— WORK ITEM —
All lines of the entries with "below" in them must be listed.

[Opening INPUT RECORDS section]

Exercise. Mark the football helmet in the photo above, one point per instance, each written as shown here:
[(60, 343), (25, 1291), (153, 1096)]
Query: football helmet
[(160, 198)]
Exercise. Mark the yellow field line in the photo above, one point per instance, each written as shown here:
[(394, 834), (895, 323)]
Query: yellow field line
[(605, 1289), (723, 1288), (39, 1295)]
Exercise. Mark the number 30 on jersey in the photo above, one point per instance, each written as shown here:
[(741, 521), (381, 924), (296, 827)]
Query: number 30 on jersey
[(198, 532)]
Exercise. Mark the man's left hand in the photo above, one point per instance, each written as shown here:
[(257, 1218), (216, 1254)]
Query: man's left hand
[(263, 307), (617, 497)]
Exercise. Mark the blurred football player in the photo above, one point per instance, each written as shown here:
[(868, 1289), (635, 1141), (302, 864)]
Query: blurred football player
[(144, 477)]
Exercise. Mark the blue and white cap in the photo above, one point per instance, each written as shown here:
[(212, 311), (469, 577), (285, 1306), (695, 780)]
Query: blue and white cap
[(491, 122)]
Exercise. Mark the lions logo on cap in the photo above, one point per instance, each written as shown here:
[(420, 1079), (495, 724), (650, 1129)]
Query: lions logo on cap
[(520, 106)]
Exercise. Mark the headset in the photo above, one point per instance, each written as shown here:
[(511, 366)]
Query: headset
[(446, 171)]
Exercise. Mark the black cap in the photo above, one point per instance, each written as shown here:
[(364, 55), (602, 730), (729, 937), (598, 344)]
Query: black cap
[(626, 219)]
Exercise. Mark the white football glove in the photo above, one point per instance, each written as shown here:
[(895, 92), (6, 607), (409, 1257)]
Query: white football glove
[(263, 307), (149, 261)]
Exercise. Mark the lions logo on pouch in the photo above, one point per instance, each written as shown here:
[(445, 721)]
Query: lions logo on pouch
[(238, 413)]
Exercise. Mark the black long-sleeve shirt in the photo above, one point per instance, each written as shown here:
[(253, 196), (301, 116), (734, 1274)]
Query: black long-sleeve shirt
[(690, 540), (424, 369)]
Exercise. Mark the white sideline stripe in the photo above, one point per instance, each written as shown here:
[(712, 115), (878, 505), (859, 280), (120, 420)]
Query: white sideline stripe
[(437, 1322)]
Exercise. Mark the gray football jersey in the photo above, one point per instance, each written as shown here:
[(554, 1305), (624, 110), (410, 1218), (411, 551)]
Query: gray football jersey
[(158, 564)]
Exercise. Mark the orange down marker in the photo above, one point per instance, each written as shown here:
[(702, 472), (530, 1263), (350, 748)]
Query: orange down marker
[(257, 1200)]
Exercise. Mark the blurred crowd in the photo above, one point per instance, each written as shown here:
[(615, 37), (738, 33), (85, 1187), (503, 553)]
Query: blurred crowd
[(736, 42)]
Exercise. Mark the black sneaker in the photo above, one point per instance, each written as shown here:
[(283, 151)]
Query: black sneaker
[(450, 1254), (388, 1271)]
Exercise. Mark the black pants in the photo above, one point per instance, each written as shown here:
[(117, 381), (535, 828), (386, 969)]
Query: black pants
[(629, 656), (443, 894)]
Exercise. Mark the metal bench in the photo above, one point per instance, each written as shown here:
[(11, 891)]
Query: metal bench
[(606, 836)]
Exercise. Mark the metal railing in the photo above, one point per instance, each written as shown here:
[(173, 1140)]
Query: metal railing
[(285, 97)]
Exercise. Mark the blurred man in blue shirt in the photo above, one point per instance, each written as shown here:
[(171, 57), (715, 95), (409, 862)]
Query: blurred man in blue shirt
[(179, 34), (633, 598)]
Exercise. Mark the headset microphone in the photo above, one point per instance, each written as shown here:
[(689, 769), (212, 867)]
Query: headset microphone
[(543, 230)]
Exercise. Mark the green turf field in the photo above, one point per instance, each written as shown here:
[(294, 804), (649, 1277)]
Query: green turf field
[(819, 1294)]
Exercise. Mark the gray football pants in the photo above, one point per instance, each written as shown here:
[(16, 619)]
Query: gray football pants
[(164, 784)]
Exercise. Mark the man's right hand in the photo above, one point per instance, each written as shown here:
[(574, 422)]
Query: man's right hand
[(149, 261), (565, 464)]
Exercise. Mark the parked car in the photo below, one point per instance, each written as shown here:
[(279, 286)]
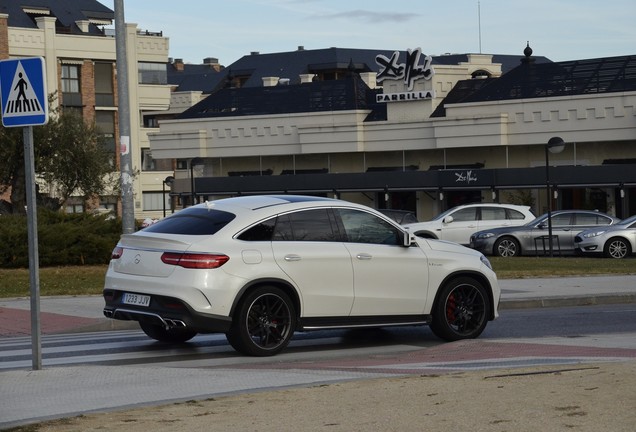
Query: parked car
[(259, 268), (458, 223), (533, 238), (402, 217), (614, 241)]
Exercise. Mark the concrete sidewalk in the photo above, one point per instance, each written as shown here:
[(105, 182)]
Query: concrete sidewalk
[(30, 396), (66, 314)]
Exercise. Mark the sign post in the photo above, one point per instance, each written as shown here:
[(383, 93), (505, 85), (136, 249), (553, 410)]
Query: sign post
[(24, 103)]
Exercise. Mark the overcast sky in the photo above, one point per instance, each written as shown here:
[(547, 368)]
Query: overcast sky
[(229, 29)]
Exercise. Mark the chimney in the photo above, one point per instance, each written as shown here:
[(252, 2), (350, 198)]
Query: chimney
[(83, 25), (305, 78), (270, 81)]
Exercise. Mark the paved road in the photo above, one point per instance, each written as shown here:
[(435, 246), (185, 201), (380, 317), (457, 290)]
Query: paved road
[(63, 391)]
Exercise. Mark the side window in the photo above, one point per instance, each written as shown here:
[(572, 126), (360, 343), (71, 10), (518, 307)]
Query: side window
[(493, 213), (465, 215), (363, 227), (592, 219), (514, 214), (260, 232), (561, 220), (306, 225)]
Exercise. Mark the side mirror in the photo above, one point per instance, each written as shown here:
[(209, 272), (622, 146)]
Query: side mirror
[(407, 239)]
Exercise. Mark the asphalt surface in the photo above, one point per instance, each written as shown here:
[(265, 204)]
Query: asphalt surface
[(28, 396)]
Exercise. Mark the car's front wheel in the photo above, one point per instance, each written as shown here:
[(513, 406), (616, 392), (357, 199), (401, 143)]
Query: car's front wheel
[(507, 247), (264, 322), (617, 248), (461, 311), (170, 335)]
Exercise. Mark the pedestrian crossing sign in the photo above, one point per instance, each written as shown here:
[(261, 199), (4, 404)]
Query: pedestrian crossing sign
[(23, 92)]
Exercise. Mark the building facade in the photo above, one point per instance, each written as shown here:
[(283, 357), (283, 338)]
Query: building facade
[(409, 131), (80, 57)]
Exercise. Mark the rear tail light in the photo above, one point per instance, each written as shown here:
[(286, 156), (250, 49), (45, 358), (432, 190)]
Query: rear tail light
[(194, 260), (117, 253)]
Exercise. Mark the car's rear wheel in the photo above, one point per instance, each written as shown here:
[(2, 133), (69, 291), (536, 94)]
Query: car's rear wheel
[(264, 322), (171, 335), (461, 311), (617, 248), (507, 247)]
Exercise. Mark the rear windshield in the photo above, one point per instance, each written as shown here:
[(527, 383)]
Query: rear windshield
[(193, 221)]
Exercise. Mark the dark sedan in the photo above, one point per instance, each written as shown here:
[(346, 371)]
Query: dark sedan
[(533, 239)]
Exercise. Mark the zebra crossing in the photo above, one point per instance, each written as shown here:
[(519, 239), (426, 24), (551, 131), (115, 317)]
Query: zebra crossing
[(110, 348)]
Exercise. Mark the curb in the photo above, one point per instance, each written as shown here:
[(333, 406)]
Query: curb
[(568, 301)]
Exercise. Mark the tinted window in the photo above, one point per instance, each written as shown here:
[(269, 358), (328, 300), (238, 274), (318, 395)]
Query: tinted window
[(193, 221), (591, 219), (308, 225), (465, 215), (514, 214), (260, 232), (493, 213), (560, 220), (363, 227)]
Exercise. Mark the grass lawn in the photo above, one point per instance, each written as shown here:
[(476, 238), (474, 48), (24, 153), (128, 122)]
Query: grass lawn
[(87, 280)]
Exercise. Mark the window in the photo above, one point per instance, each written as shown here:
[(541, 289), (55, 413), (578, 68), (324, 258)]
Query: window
[(193, 221), (514, 214), (153, 201), (74, 208), (261, 232), (105, 122), (465, 215), (493, 213), (150, 164), (71, 95), (70, 79), (363, 227), (560, 220), (307, 225), (147, 164), (591, 219), (152, 73)]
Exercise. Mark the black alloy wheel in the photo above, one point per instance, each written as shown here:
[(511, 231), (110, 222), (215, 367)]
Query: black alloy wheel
[(617, 248), (507, 247), (462, 310), (264, 323)]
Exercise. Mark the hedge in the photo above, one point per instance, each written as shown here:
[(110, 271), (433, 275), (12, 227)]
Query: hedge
[(63, 239)]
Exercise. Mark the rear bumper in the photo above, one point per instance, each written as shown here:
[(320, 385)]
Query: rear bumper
[(165, 311)]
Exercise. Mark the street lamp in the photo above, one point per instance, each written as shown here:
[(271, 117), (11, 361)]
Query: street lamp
[(554, 145), (168, 181), (194, 162)]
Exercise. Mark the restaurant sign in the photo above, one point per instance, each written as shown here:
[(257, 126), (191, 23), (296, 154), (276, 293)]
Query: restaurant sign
[(409, 71)]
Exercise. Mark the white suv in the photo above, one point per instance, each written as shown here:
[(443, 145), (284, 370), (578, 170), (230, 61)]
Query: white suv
[(259, 268), (459, 223)]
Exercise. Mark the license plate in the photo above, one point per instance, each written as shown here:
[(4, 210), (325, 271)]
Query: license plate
[(135, 299)]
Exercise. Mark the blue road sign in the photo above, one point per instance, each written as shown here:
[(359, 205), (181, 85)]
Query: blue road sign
[(23, 92)]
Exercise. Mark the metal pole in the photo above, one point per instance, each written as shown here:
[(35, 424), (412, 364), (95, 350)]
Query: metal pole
[(163, 196), (549, 191), (192, 182), (34, 265), (125, 162)]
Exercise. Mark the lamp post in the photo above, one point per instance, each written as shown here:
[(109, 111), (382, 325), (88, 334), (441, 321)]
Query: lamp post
[(168, 181), (554, 145), (194, 162)]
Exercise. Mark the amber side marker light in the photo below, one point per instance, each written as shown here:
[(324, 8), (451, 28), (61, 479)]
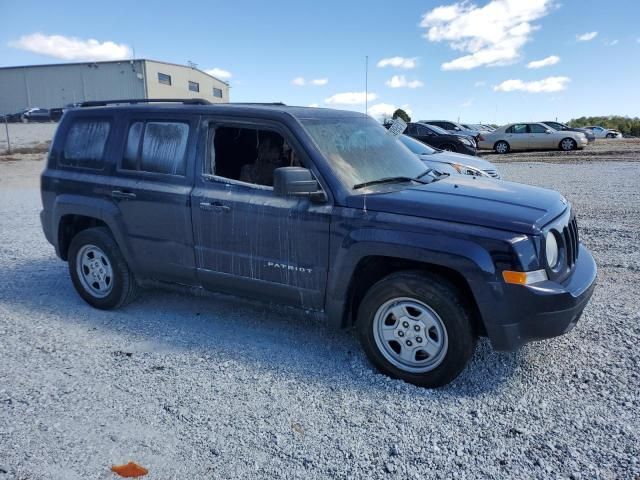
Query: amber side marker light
[(130, 470), (524, 278)]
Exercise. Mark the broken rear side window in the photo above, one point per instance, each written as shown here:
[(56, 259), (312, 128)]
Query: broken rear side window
[(85, 144), (248, 155)]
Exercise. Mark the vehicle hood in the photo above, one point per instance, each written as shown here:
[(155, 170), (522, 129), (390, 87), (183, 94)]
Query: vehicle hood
[(473, 200), (452, 157)]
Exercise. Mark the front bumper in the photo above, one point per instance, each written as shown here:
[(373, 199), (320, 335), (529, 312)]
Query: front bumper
[(543, 310)]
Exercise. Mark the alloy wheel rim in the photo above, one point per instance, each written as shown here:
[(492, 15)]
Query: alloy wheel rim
[(410, 335), (94, 271)]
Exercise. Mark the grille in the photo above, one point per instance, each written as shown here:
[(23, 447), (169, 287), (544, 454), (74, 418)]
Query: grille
[(571, 241)]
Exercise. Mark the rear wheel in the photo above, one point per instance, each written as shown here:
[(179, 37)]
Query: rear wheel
[(568, 144), (502, 147), (98, 270), (414, 326)]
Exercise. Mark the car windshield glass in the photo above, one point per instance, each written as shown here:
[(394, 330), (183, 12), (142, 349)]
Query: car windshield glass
[(415, 146), (360, 150), (439, 130)]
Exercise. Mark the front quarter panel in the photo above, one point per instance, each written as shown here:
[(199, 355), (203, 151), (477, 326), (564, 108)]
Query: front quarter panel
[(476, 253)]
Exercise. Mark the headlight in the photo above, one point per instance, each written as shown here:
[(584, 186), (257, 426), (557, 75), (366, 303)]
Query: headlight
[(551, 249)]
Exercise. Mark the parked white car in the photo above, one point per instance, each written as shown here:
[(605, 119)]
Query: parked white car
[(450, 162), (531, 136), (601, 132)]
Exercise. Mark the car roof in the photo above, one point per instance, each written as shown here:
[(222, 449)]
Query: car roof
[(245, 109)]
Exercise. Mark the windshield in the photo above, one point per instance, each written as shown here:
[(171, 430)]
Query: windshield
[(360, 150), (415, 146), (437, 129)]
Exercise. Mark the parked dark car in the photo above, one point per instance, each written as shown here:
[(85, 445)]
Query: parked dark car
[(14, 117), (36, 115), (55, 114), (562, 127), (441, 139), (315, 208)]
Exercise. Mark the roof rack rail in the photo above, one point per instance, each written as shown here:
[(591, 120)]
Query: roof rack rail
[(133, 101), (259, 103)]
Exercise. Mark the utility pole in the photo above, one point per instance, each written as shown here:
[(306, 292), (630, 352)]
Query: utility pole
[(366, 84), (6, 126)]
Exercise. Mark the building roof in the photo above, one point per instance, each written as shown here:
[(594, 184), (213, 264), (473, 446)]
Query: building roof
[(124, 60)]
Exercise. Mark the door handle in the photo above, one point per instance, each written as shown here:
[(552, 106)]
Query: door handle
[(123, 195), (214, 207)]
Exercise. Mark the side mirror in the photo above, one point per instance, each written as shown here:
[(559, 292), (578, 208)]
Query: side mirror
[(296, 181)]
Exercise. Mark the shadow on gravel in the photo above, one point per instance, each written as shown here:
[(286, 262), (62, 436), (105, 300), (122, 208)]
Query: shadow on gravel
[(267, 338)]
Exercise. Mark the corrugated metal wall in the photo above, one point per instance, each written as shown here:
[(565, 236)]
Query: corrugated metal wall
[(57, 85)]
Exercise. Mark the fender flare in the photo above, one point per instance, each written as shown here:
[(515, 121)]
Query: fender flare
[(101, 209), (469, 259)]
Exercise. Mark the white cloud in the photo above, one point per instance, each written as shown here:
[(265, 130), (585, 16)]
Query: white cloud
[(350, 98), (545, 62), (399, 81), (301, 81), (72, 48), (585, 37), (549, 84), (385, 110), (398, 62), (219, 73), (491, 35)]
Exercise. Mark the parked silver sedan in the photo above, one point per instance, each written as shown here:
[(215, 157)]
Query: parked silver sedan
[(450, 162), (530, 136)]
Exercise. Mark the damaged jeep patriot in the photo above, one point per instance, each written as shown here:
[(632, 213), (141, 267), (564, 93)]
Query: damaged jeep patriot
[(318, 209)]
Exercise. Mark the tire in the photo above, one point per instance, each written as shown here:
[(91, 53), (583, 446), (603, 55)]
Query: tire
[(98, 270), (502, 147), (448, 147), (428, 303), (568, 144)]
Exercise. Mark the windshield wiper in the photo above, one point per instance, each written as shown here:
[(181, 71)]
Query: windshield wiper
[(392, 180), (426, 172)]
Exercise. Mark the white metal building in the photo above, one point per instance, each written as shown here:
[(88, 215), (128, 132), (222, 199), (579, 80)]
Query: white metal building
[(56, 85)]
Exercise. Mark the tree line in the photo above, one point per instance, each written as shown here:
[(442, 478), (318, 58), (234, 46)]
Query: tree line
[(626, 125)]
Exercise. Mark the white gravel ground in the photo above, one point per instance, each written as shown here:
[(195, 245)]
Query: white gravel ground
[(202, 388), (25, 135)]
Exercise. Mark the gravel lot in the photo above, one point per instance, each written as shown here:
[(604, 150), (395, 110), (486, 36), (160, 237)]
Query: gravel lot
[(215, 387)]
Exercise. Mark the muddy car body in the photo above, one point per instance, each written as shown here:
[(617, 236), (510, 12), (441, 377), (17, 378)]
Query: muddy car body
[(317, 209)]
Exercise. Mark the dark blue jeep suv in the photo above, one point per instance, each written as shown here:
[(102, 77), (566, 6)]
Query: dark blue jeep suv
[(316, 208)]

[Closing INPUT RECORDS section]

— SOLUTION TO THIS EXERCISE —
Exercise. Mark the parked car in the photo below, one point per instance, each written as shown here:
Exercise. Mark the amber side marker light in the photo below, one point per instance, each written as shown here:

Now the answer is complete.